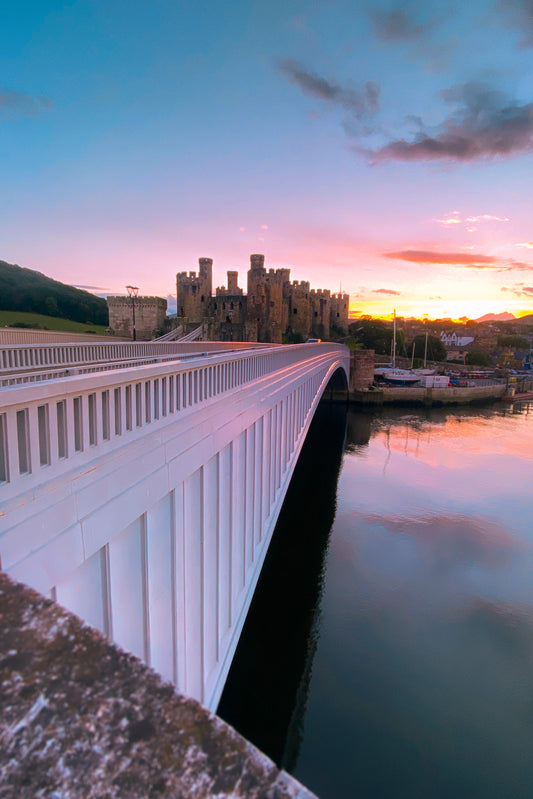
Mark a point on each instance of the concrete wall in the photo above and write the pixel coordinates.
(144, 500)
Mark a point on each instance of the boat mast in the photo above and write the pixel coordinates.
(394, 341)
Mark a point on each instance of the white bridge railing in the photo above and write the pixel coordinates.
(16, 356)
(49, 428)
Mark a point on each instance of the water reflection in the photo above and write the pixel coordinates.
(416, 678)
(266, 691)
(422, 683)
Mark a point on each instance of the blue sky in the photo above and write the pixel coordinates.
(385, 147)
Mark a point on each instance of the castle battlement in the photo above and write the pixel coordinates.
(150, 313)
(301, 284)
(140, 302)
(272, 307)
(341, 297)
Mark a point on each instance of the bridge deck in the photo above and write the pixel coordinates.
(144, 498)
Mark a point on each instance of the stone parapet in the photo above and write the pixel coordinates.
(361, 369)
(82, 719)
********************
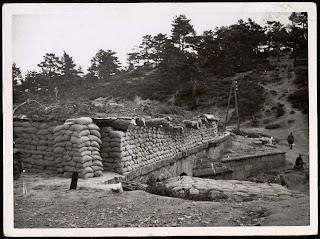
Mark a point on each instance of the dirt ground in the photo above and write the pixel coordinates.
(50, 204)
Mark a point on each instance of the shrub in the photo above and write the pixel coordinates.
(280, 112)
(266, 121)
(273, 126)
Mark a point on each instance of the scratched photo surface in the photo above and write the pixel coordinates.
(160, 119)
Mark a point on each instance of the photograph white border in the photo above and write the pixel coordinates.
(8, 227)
********************
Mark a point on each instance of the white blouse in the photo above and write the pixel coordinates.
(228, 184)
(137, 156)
********************
PROBLEM REQUIREMENTS: List each line of the listing above that contains the word "bridge". Case counts.

SOLUTION TO THIS TASK:
Mark a point on each instance of the white bridge railing in the photo above and write the pixel coordinates.
Mark a point on each instance of the bridge deck in the photo above and write the pixel coordinates.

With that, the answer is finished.